- [Task brief]
Would you copy only the lines below, beginning with the one that contains "Mark the giraffe leg" and running through the last entry line?

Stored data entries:
┄┄┄┄┄┄
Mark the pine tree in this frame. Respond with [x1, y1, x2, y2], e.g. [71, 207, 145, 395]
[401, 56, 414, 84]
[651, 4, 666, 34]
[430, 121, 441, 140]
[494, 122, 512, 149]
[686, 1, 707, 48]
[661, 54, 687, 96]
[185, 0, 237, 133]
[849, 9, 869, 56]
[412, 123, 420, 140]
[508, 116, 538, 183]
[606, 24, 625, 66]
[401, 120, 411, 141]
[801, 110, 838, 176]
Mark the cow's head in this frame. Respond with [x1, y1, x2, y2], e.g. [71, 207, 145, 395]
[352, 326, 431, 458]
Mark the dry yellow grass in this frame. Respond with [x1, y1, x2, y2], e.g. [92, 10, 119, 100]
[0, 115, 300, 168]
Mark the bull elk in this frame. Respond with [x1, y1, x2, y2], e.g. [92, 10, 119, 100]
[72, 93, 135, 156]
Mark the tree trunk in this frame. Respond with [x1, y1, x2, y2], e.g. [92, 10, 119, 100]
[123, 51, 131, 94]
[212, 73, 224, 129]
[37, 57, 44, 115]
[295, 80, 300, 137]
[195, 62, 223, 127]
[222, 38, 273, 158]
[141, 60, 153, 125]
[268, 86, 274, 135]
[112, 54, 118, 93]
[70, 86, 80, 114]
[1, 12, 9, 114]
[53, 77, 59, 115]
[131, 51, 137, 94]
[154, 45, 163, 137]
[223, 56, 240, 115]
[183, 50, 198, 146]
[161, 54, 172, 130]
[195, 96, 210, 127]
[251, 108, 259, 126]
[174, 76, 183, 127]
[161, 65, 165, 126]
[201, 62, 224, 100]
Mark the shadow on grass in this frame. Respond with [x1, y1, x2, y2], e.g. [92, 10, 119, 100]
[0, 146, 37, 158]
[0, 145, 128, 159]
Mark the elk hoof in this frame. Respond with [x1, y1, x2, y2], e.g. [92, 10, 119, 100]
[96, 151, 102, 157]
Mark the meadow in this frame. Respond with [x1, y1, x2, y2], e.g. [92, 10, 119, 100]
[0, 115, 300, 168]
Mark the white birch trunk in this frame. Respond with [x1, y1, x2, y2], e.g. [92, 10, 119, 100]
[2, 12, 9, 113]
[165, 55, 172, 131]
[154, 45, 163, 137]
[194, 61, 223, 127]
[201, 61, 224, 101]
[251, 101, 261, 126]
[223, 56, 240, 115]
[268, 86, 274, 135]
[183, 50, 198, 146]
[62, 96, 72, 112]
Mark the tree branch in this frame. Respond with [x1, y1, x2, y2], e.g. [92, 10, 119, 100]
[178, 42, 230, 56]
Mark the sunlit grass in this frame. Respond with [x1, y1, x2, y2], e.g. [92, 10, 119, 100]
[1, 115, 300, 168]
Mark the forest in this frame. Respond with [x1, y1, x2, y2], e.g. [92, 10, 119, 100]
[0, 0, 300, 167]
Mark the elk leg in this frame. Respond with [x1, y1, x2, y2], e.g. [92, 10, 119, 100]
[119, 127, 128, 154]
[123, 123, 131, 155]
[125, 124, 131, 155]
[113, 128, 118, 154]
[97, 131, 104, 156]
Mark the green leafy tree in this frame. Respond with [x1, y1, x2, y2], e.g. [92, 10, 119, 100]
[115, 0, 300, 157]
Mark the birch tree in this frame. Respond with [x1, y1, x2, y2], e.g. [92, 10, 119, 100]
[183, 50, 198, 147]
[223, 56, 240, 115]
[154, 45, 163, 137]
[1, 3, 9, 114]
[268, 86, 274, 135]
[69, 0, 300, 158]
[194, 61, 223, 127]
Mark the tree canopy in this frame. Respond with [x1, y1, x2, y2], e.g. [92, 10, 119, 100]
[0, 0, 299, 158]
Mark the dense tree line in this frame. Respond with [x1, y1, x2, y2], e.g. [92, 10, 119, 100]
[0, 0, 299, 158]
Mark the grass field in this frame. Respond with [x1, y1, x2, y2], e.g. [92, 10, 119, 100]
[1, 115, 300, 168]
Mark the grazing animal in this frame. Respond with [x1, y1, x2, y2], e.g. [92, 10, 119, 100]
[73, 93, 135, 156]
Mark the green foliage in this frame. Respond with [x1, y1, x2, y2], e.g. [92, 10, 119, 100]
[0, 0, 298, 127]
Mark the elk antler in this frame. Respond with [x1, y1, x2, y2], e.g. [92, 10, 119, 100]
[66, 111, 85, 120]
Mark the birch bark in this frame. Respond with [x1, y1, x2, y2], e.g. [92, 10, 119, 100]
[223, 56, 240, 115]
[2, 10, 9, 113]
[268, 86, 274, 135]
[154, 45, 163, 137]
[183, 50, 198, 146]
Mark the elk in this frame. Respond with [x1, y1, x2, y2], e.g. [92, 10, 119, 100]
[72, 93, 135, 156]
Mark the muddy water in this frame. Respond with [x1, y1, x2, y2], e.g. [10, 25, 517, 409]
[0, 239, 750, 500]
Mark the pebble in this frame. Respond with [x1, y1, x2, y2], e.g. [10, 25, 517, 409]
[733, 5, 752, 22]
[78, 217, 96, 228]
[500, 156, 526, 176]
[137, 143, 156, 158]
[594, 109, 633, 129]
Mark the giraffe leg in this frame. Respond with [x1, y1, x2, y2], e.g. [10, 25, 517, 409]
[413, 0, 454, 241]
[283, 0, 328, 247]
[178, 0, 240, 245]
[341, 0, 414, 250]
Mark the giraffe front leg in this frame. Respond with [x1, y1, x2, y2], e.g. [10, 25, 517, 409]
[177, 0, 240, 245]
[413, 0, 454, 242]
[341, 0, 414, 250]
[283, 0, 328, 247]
┄┄┄┄┄┄
- [Response for this exercise]
Mark the giraffe leg in this frame. Respond with [x1, y1, x2, y2], e.g. [10, 25, 517, 409]
[413, 0, 454, 241]
[283, 0, 328, 247]
[178, 0, 240, 245]
[341, 0, 414, 250]
Mark the giraffe front leg in this frame. Respond with [x1, y1, x2, y2], e.g. [10, 25, 517, 409]
[177, 0, 240, 245]
[413, 0, 454, 242]
[341, 0, 414, 250]
[283, 0, 328, 247]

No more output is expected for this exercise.